What is expected: Reproduce word for word the lines of the records below, from the line with "of the billboard?" up to and including the line with "117 120 L 118".

Exercise data:

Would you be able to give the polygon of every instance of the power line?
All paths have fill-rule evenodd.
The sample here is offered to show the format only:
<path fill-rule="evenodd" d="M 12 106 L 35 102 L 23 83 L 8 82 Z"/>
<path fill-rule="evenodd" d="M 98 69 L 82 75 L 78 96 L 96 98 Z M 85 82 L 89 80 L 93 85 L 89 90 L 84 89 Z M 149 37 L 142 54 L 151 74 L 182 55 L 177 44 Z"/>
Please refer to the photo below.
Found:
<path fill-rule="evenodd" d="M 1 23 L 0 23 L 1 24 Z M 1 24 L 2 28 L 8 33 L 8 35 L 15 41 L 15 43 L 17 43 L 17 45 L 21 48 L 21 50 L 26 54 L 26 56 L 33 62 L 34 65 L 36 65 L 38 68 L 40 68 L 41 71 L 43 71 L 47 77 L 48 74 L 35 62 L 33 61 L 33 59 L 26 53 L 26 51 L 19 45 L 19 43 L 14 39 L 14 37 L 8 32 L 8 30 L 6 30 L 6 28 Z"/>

==

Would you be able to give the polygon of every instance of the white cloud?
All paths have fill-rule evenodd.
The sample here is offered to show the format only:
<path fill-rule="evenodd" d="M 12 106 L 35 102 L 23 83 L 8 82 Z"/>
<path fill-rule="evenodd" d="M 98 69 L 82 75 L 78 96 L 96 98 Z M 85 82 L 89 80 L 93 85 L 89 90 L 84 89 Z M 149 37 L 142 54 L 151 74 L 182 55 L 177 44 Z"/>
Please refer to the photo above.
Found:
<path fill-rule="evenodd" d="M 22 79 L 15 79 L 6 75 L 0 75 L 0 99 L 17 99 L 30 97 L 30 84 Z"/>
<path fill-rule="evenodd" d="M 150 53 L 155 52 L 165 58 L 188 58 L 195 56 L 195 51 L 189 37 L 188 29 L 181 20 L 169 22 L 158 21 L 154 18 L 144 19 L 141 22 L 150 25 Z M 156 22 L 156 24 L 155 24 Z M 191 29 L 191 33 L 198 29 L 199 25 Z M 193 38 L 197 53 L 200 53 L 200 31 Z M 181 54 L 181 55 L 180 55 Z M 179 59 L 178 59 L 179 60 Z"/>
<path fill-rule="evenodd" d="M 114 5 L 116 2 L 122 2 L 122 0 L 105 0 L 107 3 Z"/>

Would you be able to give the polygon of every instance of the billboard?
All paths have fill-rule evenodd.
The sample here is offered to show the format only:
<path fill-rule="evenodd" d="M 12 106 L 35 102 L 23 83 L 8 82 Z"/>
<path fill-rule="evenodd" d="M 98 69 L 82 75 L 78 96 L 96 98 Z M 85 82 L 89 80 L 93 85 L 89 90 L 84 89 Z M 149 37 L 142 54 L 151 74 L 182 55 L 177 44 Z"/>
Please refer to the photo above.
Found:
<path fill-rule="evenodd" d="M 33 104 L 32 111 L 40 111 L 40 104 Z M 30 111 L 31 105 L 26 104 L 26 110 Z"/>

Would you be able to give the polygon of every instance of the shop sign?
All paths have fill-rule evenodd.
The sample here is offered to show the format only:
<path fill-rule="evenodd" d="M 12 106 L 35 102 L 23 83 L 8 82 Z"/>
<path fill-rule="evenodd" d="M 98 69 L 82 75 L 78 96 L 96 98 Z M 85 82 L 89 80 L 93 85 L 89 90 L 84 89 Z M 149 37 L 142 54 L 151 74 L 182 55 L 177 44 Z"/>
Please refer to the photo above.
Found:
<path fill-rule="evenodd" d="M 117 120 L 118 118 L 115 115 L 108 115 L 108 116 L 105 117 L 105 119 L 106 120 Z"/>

Written reply:
Would you be able to give the polygon of every instance of the billboard?
All paths have fill-rule evenodd.
The sample here is offered to show the format only:
<path fill-rule="evenodd" d="M 12 106 L 35 102 L 23 83 L 8 82 Z"/>
<path fill-rule="evenodd" d="M 98 69 L 82 75 L 78 96 L 96 98 Z M 85 82 L 89 80 L 93 85 L 89 90 L 84 89 Z M 149 37 L 142 54 L 151 74 L 182 55 L 177 44 Z"/>
Please refer to the photo above.
Found:
<path fill-rule="evenodd" d="M 33 104 L 32 111 L 40 111 L 40 104 Z M 30 111 L 31 105 L 26 104 L 26 110 Z"/>

Would you be able to give the polygon of every instance of the shop sign?
All paths have fill-rule evenodd.
The sample here is offered to show the format only:
<path fill-rule="evenodd" d="M 12 106 L 35 102 L 23 83 L 8 82 Z"/>
<path fill-rule="evenodd" d="M 98 69 L 82 75 L 78 96 L 96 98 Z M 85 82 L 89 80 L 93 85 L 89 90 L 84 89 Z M 149 37 L 142 54 L 151 74 L 182 55 L 177 44 Z"/>
Please refer to the photo above.
Found:
<path fill-rule="evenodd" d="M 117 120 L 118 118 L 115 115 L 108 115 L 108 116 L 105 117 L 105 119 L 106 120 Z"/>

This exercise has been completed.